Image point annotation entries
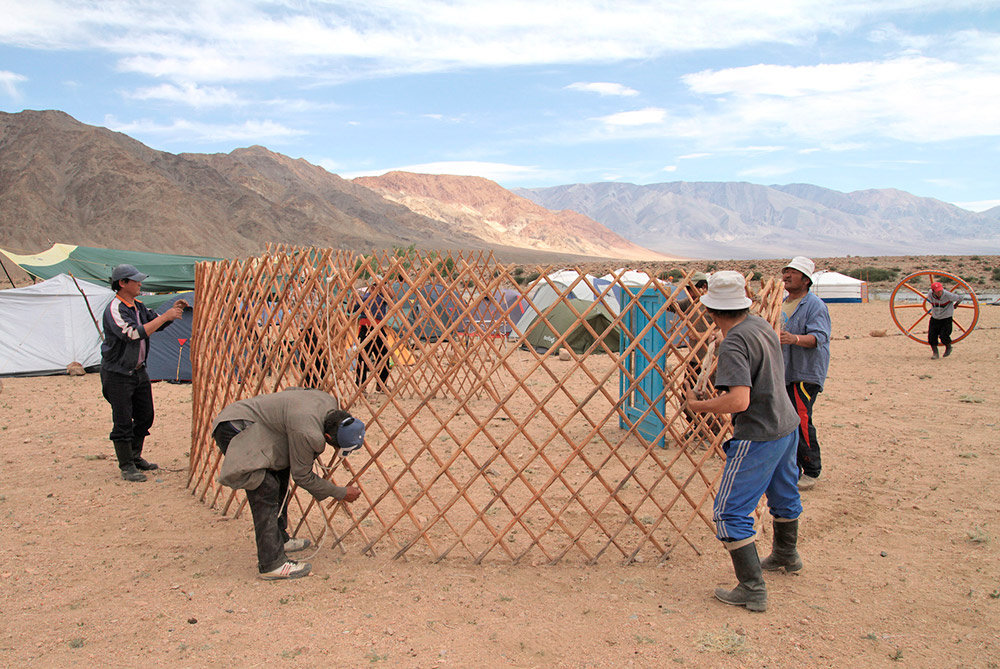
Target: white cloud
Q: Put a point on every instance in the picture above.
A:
(256, 132)
(604, 88)
(639, 117)
(9, 82)
(188, 94)
(500, 172)
(255, 40)
(767, 171)
(981, 205)
(910, 98)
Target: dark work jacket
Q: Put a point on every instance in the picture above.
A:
(123, 335)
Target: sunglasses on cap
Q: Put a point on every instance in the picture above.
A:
(350, 435)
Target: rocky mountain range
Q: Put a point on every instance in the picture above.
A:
(743, 220)
(64, 181)
(483, 208)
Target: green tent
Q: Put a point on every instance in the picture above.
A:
(579, 338)
(167, 273)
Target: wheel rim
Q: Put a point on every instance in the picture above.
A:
(908, 316)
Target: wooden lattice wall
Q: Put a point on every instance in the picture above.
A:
(477, 446)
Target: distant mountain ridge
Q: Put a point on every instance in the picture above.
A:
(490, 212)
(744, 220)
(64, 181)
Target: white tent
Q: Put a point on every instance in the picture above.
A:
(547, 292)
(46, 326)
(836, 287)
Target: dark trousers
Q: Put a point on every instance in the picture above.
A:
(270, 519)
(939, 328)
(131, 400)
(267, 506)
(803, 396)
(377, 357)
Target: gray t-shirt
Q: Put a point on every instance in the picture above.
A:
(944, 306)
(750, 355)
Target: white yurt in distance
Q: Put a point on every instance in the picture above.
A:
(836, 287)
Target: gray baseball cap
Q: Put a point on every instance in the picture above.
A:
(350, 435)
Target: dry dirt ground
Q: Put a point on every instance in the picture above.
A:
(901, 543)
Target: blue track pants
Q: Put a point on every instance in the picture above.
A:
(755, 468)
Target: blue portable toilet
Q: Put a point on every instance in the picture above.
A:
(648, 396)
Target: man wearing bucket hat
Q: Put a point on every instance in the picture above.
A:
(124, 380)
(805, 345)
(942, 304)
(760, 458)
(266, 439)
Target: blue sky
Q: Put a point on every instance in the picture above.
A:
(847, 95)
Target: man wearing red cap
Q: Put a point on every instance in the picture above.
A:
(942, 303)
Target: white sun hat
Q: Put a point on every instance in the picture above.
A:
(726, 291)
(804, 265)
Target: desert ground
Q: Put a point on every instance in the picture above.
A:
(900, 540)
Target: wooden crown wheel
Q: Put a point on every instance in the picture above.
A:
(907, 315)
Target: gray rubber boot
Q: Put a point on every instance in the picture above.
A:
(137, 458)
(783, 548)
(123, 449)
(752, 591)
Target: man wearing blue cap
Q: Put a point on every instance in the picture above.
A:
(124, 381)
(268, 438)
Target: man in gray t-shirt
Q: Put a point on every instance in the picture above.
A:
(942, 303)
(760, 458)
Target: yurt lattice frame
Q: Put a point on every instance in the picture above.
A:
(476, 444)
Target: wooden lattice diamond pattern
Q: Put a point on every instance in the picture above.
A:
(478, 445)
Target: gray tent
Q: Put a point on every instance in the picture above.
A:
(562, 319)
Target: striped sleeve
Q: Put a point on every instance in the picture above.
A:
(123, 322)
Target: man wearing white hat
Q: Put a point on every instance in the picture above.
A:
(805, 344)
(760, 458)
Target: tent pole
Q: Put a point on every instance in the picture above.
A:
(12, 284)
(89, 310)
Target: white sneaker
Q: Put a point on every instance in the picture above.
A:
(291, 569)
(296, 545)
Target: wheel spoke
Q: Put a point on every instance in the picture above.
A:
(957, 285)
(920, 293)
(917, 322)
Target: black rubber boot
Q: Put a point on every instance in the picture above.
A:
(751, 592)
(123, 449)
(783, 548)
(140, 463)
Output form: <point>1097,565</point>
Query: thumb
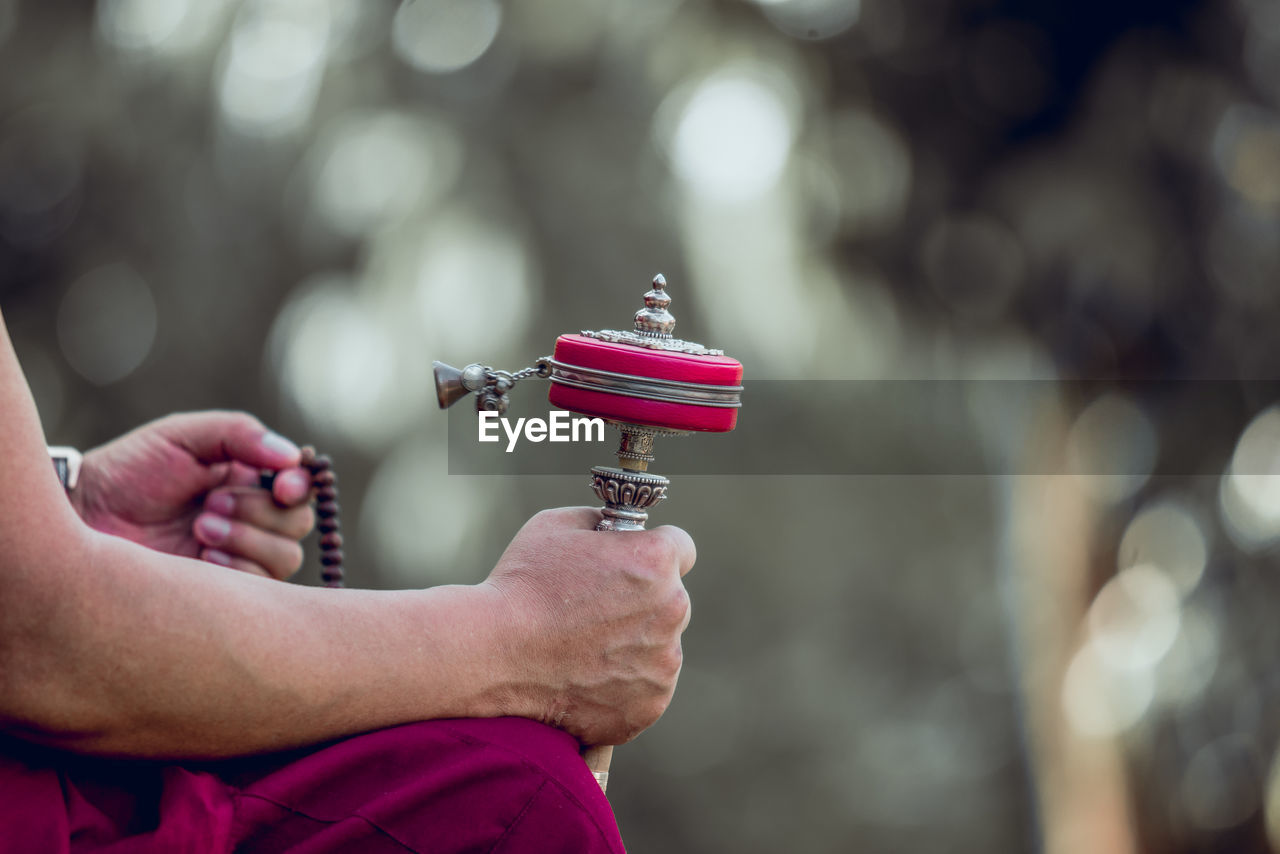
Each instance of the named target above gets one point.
<point>229,437</point>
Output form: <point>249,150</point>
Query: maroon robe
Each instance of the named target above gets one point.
<point>489,786</point>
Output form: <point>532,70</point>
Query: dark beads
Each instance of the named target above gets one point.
<point>325,484</point>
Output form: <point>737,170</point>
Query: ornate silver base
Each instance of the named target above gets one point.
<point>627,497</point>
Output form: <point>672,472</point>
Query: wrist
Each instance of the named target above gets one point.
<point>507,684</point>
<point>67,465</point>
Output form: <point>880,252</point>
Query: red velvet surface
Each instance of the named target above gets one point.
<point>653,364</point>
<point>618,407</point>
<point>638,361</point>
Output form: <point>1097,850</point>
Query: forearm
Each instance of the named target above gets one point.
<point>117,649</point>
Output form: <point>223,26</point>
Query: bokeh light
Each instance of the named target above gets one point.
<point>165,27</point>
<point>1249,493</point>
<point>812,19</point>
<point>734,135</point>
<point>443,36</point>
<point>1166,534</point>
<point>1100,700</point>
<point>1133,621</point>
<point>273,65</point>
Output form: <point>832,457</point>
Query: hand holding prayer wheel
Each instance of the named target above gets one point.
<point>645,383</point>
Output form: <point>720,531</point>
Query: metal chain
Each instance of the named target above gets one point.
<point>542,369</point>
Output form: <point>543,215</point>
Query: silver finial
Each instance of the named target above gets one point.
<point>654,320</point>
<point>653,327</point>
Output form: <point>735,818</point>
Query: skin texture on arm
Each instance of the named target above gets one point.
<point>109,647</point>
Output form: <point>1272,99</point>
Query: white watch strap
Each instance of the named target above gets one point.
<point>67,462</point>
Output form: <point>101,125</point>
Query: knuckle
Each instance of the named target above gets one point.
<point>676,607</point>
<point>304,520</point>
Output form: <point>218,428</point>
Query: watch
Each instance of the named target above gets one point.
<point>67,462</point>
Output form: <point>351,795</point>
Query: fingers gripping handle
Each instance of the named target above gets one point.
<point>598,762</point>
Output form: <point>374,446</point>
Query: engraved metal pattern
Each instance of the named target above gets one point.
<point>490,386</point>
<point>627,497</point>
<point>667,391</point>
<point>636,444</point>
<point>654,320</point>
<point>653,327</point>
<point>636,339</point>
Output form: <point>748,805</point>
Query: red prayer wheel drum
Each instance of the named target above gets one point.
<point>644,382</point>
<point>629,360</point>
<point>647,383</point>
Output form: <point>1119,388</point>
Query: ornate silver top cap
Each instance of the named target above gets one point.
<point>654,319</point>
<point>653,325</point>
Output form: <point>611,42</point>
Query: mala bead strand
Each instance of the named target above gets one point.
<point>325,483</point>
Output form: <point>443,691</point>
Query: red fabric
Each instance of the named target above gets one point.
<point>634,410</point>
<point>657,364</point>
<point>653,364</point>
<point>484,786</point>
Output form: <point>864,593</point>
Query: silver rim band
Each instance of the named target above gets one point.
<point>666,391</point>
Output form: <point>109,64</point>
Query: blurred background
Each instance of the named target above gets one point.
<point>292,206</point>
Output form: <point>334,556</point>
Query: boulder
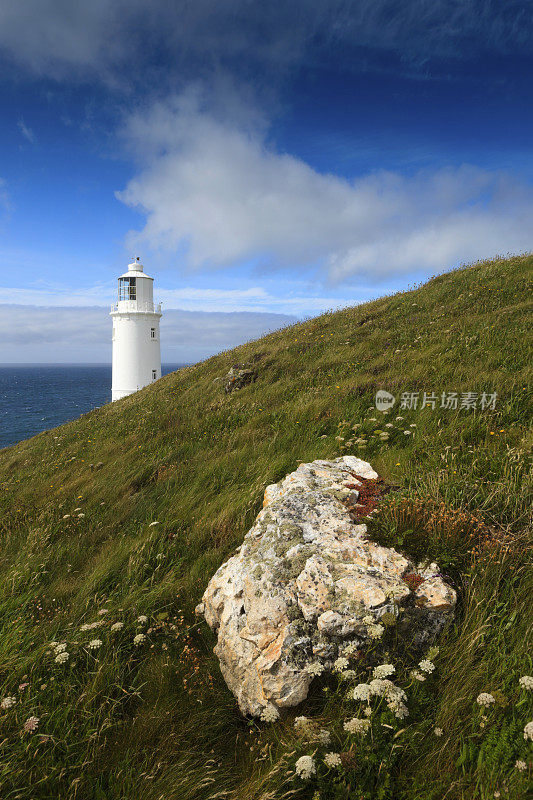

_What to work on_
Turn every line of the records above into a numbered list, skipping blank lines and leaving out the pictures.

_Reply_
1. Target: white cloud
2. Q: Put a point on every instance in the picture above.
3. A:
4. (256, 132)
5. (604, 88)
6. (639, 117)
7. (9, 82)
8. (188, 94)
9. (500, 172)
10. (255, 40)
11. (767, 171)
12. (981, 205)
13. (910, 98)
14. Target: dark work jacket
15. Q: Put a point on every instance in the picture above.
16. A:
17. (123, 335)
18. Target: sunglasses on cap
19. Q: Put a point on every instance in the picture above.
20. A:
21. (350, 435)
22. Target: rocky mountain range
23. Q: Put a point on every instance in the picture above.
24. A:
25. (743, 220)
26. (64, 181)
27. (483, 208)
28. Target: green tent
29. Q: Put a point on every instance in the picture above.
30. A:
31. (579, 338)
32. (167, 273)
33. Target: wheel rim
34. Q: Put a point on every instance in the picture above.
35. A:
36. (908, 316)
37. Target: wooden lattice wall
38. Q: Put a point on every instance in the picture above.
39. A:
40. (477, 446)
41. Target: distant mountain ridge
42. Q: Put a point on every instance in the picture above.
43. A:
44. (490, 212)
45. (744, 220)
46. (64, 181)
47. Target: white tent
48. Q: Put a point on every instance in the picture above.
49. A:
50. (547, 292)
51. (46, 326)
52. (836, 287)
53. Target: dark trousers
54. Q: Put a point on every instance in the picture above.
55. A:
56. (270, 519)
57. (939, 328)
58. (131, 400)
59. (267, 506)
60. (803, 396)
61. (377, 357)
62. Target: gray t-shirt
63. Q: Put a point on every instance in the picture above.
64. A:
65. (944, 306)
66. (750, 355)
67. Target: white yurt in distance
68. Q: Put a point on every instance in the picture above.
69. A:
70. (836, 287)
71. Target: gray baseball cap
72. Q: Put a point on every instance in the picture above.
73. A:
74. (350, 435)
75. Target: dry dirt ground
76. Q: Put a point on every instance in the picture above.
77. A:
78. (901, 543)
79. Target: blue track pants
80. Q: Put a point on every instance in the picture above.
81. A:
82. (755, 468)
83. Target: blue portable toilet
84. Q: Put a point on every instance in the picture above.
85. A:
86. (648, 396)
87. Target: man wearing bucket hat
88. Q: Put a point on every instance in the picture above.
89. A:
90. (124, 380)
91. (805, 345)
92. (942, 304)
93. (760, 458)
94. (266, 439)
95. Target: blue sky
96. Q: Put a point on every instance in the picture above.
97. A:
98. (847, 95)
99. Target: man wearing red cap
100. Q: Put a point on every instance in the picture above.
101. A:
102. (942, 303)
103. Target: white sun hat
104. Q: Put a point on every instance in the picture above.
105. A:
106. (726, 291)
107. (804, 265)
108. Target: desert ground
109. Q: Put a point on every instance in the picture above.
110. A:
111. (900, 540)
112. Target: wooden crown wheel
113. Q: Put a point on every instance in the picture above.
114. A:
115. (907, 315)
116. Target: gray rubber boot
117. Q: Put a point on every instance in the picture above.
118. A:
119. (137, 458)
120. (783, 548)
121. (123, 449)
122. (752, 591)
123. Target: man wearing blue cap
124. Q: Put a point on every instance in the picture above.
125. A:
126. (124, 381)
127. (268, 438)
128. Target: man in gray t-shirt
129. Q: Put a point on every instance in the picture above.
130. A:
131. (942, 303)
132. (760, 458)
133. Target: yurt lattice frame
134. Q: Put a point on every instance in the picture above.
135. A:
136. (476, 444)
137. Target: wooden lattice diamond pattern
138. Q: Put a point on every instance in the picture above.
139. A:
140. (478, 445)
141. Target: gray tent
142. Q: Put a point on every instance in the picture above.
143. A:
144. (562, 319)
145. Target: striped sleeve
146. Q: Put a point on every instance in the picture above.
147. A:
148. (123, 322)
149. Target: man wearing white hat
150. Q: Put a point on every instance in the picture above.
151. A:
152. (805, 344)
153. (760, 458)
154. Target: tent pole
155. Q: Put a point on every instance in the picture above.
156. A:
157. (12, 284)
158. (89, 310)
159. Target: white sneaker
160. Q: Put a point on every instance in the picture above.
161. A:
162. (291, 569)
163. (296, 545)
164. Target: wheel spoke
165. Q: Put a point on every instance in the picture above.
166. A:
167. (957, 285)
168. (920, 293)
169. (917, 322)
170. Target: black rubber boot
171. Q: Put a point on every instance in the picture above.
172. A:
173. (751, 592)
174. (123, 449)
175. (783, 548)
176. (140, 463)
177. Output form: <point>1097,565</point>
178. Query: thumb
179. Each instance of the named target above gets one point.
180. <point>229,437</point>
181. Output form: <point>249,150</point>
182. Query: maroon robe
183. Each instance of the named target above gets one point.
184. <point>489,786</point>
185. Output form: <point>532,70</point>
186. Query: dark beads
187. Each instance of the named target above gets one point.
188. <point>325,484</point>
189. Output form: <point>737,170</point>
190. Query: ornate silver base
191. Each instance of the named target above gets one point.
192. <point>627,497</point>
193. Output form: <point>672,472</point>
194. Query: wrist
195. Each instance of the named target above gets one point.
196. <point>507,684</point>
197. <point>67,465</point>
198. Output form: <point>880,252</point>
199. Query: red velvet surface
200. Each instance of the named target above gets one point.
201. <point>653,364</point>
202. <point>618,407</point>
203. <point>638,361</point>
204. Output form: <point>1097,850</point>
205. Query: forearm
206. Each instance of the named target above gets one point.
207. <point>117,649</point>
208. Output form: <point>223,26</point>
209. Query: bokeh light
210. Each instance of the named target above gets one point.
211. <point>165,27</point>
212. <point>1249,493</point>
213. <point>812,19</point>
214. <point>734,135</point>
215. <point>443,36</point>
216. <point>1166,534</point>
217. <point>1100,700</point>
218. <point>1133,621</point>
219. <point>273,65</point>
220. Output form: <point>832,457</point>
221. Query: hand holding prayer wheel
222. Each instance of the named target above gets one point.
223. <point>645,383</point>
224. Output form: <point>720,531</point>
225. Query: metal chain
226. Each instance of the named target above gets one point.
227. <point>542,369</point>
228. Output form: <point>543,215</point>
229. Query: silver finial
230. Each instance of the named target above gets one point.
231. <point>654,320</point>
232. <point>653,327</point>
233. Output form: <point>735,818</point>
234. Query: skin texture on arm
235. Each instance of the named target above gets one point.
236. <point>109,647</point>
237. Output form: <point>1272,99</point>
238. Query: white watch strap
239. Each instance of the named target above gets one point.
240. <point>67,462</point>
241. Output form: <point>101,125</point>
242. Query: knuckle
243. Each instance of the named target above gets one point.
244. <point>676,607</point>
245. <point>304,520</point>
246. Output form: <point>218,428</point>
247. Query: watch
248. Each instance of the named target above gets one point.
249. <point>67,462</point>
250. Output form: <point>351,795</point>
251. Query: fingers gripping handle
252. Each instance of the named target above gets one point.
253. <point>598,762</point>
254. Output form: <point>374,446</point>
255. Query: engraved metal pattern
256. Each instance of the named target above gets one point.
257. <point>490,386</point>
258. <point>627,497</point>
259. <point>667,391</point>
260. <point>636,444</point>
261. <point>654,320</point>
262. <point>653,327</point>
263. <point>636,339</point>
264. Output form: <point>748,805</point>
265. Query: red prayer wheel drum
266. Each instance of the named target above gets one point.
267. <point>644,382</point>
268. <point>629,360</point>
269. <point>647,383</point>
270. Output form: <point>1119,388</point>
271. Query: ornate silver top cap
272. Each instance of the named target above gets one point.
273. <point>654,319</point>
274. <point>653,325</point>
275. Output form: <point>611,42</point>
276. Query: mala bead strand
277. Each instance of the named target above gets one point.
278. <point>325,483</point>
279. Output form: <point>443,691</point>
280. Query: red fabric
281. Each instance of the named target above gets one point.
282. <point>634,410</point>
283. <point>657,364</point>
284. <point>653,364</point>
285. <point>484,786</point>
286. Output form: <point>864,593</point>
287. Query: silver rim band
288. Each instance of the named target above gets one point.
289. <point>666,391</point>
290. Output form: <point>109,64</point>
291. Query: blurred background
292. Each instance of the named target above gets one point.
293. <point>292,206</point>
294. Output form: <point>334,556</point>
295. Query: boulder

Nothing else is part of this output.